SELECTION>
Peter Gosnell, who along with his and Beresford’s research into the British United Clock Co., has contributed talks to us in the past notably in June 2018, “Industrial Clock Manufacture in Birmingham Before 1885” and April 2019, “The Untold Story of British Jerome”.
Peter will be talking about Joseph Ives, the Connecticut clock manufacturer and his Lever Spring (sometimes called “Wagon Spring” ) clocks.
Circa 2000 Peter became a volunteer member of staff under Jonathan Betts at what was then called The Old Observatory, Greenwich. By association, this gave him access to some examples of Lever Spring clocks in both public and private collections in the UK. Between the years 2001 – 2008 further research on Lever Spring clocks was undertaken during Peter’s yearly visits to America when once again access to rarer clock examples was forthcoming.

DATA ENTRIES>
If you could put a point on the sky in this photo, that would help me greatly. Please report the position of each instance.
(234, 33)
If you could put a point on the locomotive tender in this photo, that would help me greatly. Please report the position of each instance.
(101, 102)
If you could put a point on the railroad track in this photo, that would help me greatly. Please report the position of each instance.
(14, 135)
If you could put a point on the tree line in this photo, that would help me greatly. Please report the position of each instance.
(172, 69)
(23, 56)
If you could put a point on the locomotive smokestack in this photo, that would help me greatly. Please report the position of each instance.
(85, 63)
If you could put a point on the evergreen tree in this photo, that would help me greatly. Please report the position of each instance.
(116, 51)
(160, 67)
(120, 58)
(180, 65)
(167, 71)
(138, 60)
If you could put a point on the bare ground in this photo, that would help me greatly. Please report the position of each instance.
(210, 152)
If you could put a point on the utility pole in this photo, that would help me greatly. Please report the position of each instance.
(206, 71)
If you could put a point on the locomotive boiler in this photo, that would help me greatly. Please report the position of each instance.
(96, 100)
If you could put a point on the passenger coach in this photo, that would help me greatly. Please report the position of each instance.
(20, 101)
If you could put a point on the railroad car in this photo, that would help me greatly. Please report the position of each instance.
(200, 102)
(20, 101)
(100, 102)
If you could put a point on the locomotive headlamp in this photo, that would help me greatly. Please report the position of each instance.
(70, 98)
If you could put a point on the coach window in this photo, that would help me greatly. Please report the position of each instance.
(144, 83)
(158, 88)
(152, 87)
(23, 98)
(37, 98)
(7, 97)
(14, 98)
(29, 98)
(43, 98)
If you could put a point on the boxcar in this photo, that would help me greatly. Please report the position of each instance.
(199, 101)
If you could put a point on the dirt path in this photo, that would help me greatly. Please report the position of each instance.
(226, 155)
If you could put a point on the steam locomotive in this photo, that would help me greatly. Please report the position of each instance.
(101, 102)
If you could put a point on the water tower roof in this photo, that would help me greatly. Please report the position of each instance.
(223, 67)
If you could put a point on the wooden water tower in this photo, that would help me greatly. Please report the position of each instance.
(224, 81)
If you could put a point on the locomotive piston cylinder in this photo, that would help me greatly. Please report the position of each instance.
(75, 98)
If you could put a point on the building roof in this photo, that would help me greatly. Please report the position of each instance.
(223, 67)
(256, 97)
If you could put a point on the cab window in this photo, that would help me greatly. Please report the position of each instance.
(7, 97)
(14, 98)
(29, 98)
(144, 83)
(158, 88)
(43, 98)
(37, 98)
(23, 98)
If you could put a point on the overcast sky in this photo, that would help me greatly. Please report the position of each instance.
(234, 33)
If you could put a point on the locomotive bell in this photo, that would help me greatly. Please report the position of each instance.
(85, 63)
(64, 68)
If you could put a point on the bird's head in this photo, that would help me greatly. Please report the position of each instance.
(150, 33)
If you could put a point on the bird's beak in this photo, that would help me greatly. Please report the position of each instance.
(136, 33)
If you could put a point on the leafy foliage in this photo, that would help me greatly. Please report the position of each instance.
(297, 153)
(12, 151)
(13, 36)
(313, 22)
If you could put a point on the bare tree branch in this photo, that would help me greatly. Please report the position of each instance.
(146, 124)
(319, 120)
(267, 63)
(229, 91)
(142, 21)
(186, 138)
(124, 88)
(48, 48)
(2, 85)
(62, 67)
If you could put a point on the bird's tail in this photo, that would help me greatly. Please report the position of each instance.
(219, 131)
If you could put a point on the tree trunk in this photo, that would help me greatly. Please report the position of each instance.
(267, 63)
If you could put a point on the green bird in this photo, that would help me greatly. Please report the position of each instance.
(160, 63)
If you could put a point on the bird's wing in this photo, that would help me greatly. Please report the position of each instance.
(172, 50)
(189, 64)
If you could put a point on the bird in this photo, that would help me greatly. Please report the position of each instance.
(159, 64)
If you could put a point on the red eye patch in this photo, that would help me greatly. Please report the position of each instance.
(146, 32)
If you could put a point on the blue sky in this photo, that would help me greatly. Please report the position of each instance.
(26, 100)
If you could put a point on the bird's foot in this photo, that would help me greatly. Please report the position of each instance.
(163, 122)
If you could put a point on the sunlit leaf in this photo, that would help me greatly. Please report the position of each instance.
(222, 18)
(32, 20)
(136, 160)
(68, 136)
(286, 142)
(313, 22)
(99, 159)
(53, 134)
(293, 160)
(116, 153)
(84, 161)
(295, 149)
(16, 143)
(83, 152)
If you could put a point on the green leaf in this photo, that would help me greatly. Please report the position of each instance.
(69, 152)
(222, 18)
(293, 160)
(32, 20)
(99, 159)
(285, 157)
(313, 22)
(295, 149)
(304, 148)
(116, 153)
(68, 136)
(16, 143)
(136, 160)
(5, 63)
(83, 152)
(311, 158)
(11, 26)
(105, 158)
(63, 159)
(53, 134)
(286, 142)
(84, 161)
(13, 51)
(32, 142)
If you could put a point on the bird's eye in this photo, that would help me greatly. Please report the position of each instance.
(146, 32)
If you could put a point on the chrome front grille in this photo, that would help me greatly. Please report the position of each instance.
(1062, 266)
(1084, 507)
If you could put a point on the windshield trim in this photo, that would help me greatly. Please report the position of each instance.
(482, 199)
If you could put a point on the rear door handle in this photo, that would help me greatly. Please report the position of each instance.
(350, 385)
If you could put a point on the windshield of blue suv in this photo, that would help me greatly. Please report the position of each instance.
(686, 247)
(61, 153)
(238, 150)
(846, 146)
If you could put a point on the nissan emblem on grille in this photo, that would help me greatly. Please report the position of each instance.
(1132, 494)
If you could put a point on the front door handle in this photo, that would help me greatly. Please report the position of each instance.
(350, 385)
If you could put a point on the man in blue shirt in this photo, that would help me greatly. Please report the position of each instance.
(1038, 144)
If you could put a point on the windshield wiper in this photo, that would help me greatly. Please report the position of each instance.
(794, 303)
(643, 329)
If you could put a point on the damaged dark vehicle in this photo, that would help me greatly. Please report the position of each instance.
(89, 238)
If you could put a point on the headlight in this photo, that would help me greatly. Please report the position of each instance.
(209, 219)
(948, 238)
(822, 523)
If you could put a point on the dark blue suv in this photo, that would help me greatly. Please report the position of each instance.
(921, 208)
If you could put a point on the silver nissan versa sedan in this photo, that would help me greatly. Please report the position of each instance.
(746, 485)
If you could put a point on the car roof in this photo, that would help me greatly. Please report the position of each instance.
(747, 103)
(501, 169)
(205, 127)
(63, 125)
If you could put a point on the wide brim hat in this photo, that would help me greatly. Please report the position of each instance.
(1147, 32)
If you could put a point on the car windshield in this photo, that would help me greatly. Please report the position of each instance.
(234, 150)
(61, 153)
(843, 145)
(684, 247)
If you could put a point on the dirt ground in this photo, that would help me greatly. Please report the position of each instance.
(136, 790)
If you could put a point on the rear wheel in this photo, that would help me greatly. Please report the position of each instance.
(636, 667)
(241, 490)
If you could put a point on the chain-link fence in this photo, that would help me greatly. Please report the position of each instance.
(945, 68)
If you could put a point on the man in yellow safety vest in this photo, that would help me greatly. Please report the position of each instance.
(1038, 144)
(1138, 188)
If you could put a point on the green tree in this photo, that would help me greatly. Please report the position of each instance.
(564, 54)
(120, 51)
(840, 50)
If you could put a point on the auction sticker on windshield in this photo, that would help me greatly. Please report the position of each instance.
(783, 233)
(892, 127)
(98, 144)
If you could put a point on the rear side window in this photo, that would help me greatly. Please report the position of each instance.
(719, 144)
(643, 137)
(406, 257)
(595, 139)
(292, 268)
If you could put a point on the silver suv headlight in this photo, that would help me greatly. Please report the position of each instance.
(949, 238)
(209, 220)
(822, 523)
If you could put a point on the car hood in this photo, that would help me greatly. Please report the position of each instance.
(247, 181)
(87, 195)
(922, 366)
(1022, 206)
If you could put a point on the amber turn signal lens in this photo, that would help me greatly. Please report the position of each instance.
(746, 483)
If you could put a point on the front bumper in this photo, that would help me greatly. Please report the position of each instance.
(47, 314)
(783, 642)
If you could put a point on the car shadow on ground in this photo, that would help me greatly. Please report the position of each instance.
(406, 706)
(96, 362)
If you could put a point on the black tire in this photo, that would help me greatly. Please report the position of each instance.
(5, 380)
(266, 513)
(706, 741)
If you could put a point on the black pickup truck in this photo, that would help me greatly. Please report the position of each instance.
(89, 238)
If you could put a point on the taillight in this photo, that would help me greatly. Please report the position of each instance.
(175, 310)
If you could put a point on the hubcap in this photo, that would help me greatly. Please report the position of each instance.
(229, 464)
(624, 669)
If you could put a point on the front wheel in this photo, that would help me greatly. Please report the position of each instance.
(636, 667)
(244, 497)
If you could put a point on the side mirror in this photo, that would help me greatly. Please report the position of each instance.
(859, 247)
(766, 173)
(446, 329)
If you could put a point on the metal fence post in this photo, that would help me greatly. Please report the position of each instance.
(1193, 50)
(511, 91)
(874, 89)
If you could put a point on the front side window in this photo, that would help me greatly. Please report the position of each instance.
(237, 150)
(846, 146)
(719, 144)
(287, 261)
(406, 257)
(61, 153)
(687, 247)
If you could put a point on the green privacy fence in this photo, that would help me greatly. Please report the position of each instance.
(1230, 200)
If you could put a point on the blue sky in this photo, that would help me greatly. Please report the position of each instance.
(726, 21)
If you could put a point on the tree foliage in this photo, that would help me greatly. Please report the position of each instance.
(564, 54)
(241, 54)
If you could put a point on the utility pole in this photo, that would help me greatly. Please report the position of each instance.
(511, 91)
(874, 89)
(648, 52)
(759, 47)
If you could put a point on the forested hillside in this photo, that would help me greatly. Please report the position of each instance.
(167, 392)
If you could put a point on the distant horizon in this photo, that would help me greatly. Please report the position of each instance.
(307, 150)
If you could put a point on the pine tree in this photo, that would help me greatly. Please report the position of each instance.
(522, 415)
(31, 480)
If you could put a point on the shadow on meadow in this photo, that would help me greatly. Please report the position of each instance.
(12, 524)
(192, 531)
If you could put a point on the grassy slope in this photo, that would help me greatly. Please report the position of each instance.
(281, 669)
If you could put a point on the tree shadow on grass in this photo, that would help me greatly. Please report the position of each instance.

REQUESTS>
**A.** Output the passage of the Lever Spring clock announcement starting at "Circa 2000 Peter" and ending at "examples was forthcoming.", keeping every word unchanged.
**B.** Render this sentence from the Lever Spring clock announcement in Spanish: "Circa 2000 Peter became a volunteer member of staff under Jonathan Betts at what was then called The Old Observatory, Greenwich."
**C.** Please resume the Lever Spring clock announcement, writing on from its final sentence.
The listing has no connection to the Lever Spring clock announcement.

PER-TASK ANSWERS>
**A.**
Circa 2000 Peter became a volunteer member of staff under Jonathan Betts at what was then called The Old Observatory, Greenwich. By association, this gave him access to some examples of Lever Spring clocks in both public and private collections in the UK. Between the years 2001 – 2008 further research on Lever Spring clocks was undertaken during Peter’s yearly visits to America when once again access to rarer clock examples was forthcoming.

**B.** Hacia el año 2000, Peter se convirtió en miembro voluntario del personal bajo la dirección de Jonathan Betts en lo que entonces se llamaba The Old Observatory, Greenwich.

**C.**
In 1847 Silas B. Terry, the youngest clock making son of Eli Terry, invented a process for hardening and tempering high carbon steel to make coil springs suitable for driving clock movements. Before this in England and Europe, the process had been a closely guarded secret giving them monopoly of supply to American clock makers. Prior to 1847 there had been two alternatives devised in Bristol, Connecticut to the use of these expensive imported steel coil springs.
One developed by Joseph Ives’s nephew, Joseph Shaylor Ives in 1836, used brass instead of steel to make the coil springs. The other solution developed by Joseph Ives himself from 1817 until 1859 made use of the leaf spring in conjunction with an equalising device. This development of the lever spring by Joseph Ives will be the major focus of tonight’s talk.
The meeting was held at The White Hart Barn in Godstone and made accessible via Zoom to those unable to attend.
Due to the government’s plan to remove all legal limits on meetings and social gatherings being changed from the 21st of June to the 19th of July, Peter Gosnell’s talk which was scheduled for this meeting has been temporarily postponed. We are incredibly grateful to Keith Scobie-Youngs, director of the Cumbia Clock Company, who has agreed at the last minute to stand in on the Zoom platform for what we sincerely hope will be our last talk in Lockdown.
Many of you will remember Keith’s talk, at the Beresford Hutchinson Lecture 2019, on the Tower clocks of Hampton Court. Who can forget that double remontoire Gillet and Bland movement?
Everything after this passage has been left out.